• Task prompt:
Repeat word for word the lines of the listing below, running from the line that contains "man in patterned" through the line that contains "273,46,498,376", both included.

Entries on locating named items:
::::
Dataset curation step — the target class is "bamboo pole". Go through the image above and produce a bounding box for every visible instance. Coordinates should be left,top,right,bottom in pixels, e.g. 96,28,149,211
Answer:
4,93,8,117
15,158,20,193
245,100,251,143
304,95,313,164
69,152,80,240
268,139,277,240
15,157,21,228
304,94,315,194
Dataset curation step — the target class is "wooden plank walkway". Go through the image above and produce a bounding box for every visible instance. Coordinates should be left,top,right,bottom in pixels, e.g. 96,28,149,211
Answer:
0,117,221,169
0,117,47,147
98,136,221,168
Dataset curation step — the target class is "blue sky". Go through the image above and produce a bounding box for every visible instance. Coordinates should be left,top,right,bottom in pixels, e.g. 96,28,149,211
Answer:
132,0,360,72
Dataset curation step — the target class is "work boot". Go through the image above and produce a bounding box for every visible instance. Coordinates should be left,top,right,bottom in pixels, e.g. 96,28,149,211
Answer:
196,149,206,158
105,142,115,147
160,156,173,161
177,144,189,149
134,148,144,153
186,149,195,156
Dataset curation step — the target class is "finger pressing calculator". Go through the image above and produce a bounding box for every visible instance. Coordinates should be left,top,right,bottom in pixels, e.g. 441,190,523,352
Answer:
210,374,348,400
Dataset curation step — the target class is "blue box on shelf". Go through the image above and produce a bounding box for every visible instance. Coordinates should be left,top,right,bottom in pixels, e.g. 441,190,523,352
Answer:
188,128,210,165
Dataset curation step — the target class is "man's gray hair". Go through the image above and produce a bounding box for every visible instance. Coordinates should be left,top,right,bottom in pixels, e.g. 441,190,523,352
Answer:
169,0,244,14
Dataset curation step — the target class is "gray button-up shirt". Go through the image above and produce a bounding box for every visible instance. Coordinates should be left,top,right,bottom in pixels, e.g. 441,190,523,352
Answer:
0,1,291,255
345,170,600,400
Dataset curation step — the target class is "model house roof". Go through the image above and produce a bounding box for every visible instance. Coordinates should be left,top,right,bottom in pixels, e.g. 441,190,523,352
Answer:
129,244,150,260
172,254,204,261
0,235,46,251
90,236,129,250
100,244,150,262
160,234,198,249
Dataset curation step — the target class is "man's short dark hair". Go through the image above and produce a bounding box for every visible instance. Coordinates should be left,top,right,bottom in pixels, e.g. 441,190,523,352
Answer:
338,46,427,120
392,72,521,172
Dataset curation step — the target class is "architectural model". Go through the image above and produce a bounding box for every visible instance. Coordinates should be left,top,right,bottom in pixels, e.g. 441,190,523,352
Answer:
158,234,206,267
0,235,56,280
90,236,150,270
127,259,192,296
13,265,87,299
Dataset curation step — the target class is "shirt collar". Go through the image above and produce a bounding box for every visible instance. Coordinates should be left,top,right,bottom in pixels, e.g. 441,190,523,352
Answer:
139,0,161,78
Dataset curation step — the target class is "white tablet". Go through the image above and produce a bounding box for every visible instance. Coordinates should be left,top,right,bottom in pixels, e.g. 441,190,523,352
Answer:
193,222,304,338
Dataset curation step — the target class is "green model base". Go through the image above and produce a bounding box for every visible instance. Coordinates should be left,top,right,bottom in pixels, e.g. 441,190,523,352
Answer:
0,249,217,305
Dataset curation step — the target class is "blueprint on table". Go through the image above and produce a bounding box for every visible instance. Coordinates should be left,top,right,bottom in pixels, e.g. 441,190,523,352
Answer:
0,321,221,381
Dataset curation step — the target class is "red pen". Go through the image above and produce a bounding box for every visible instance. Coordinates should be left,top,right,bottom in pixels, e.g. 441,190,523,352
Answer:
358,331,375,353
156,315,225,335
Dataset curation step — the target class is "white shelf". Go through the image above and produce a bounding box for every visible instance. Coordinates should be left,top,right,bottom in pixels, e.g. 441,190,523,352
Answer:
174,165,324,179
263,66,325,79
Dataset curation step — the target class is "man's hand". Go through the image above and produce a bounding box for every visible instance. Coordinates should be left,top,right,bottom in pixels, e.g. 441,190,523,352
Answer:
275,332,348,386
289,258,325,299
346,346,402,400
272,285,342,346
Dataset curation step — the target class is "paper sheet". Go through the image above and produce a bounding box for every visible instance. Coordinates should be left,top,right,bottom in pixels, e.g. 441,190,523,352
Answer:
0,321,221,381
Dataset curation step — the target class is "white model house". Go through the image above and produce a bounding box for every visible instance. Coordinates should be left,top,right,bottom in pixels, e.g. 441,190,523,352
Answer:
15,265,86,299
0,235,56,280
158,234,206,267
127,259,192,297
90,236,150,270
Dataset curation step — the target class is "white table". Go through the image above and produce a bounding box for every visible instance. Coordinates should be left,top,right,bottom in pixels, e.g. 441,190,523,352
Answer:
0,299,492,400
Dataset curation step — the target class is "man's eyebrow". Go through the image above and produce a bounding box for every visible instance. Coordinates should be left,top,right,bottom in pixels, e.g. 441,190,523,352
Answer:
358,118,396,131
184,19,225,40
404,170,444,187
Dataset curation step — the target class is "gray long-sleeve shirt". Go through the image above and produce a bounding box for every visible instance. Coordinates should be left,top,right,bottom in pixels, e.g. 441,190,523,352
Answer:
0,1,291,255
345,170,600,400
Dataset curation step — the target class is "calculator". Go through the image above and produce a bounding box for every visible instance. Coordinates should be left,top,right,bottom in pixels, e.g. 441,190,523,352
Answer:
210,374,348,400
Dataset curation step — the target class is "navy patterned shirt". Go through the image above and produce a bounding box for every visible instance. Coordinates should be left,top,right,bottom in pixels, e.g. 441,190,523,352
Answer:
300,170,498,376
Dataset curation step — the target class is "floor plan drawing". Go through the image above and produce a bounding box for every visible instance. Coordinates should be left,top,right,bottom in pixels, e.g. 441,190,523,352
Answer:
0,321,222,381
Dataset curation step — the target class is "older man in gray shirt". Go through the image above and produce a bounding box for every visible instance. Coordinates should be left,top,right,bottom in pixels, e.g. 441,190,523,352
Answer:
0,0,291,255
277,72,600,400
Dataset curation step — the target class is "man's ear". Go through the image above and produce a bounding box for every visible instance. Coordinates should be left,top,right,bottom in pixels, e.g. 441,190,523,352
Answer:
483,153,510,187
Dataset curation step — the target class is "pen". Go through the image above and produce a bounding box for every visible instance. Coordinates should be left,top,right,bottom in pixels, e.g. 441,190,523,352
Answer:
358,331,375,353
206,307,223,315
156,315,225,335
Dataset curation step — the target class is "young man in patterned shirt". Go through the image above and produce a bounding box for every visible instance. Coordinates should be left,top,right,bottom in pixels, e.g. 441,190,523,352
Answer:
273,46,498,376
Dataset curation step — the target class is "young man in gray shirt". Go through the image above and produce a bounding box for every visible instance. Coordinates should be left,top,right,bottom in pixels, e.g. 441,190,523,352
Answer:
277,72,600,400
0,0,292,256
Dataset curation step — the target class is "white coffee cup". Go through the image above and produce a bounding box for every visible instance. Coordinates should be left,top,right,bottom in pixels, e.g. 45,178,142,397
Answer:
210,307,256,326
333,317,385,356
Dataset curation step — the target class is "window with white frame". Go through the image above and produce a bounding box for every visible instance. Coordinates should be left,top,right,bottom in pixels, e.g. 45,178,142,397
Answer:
::::
• Task output:
Dataset curation step — the target class is "young man in patterned shirt". Go through the image above and produce a bounding box for every visible instance. Coordinates should be left,top,right,bottom in pixels, e.g. 441,190,523,352
Answer:
273,46,498,376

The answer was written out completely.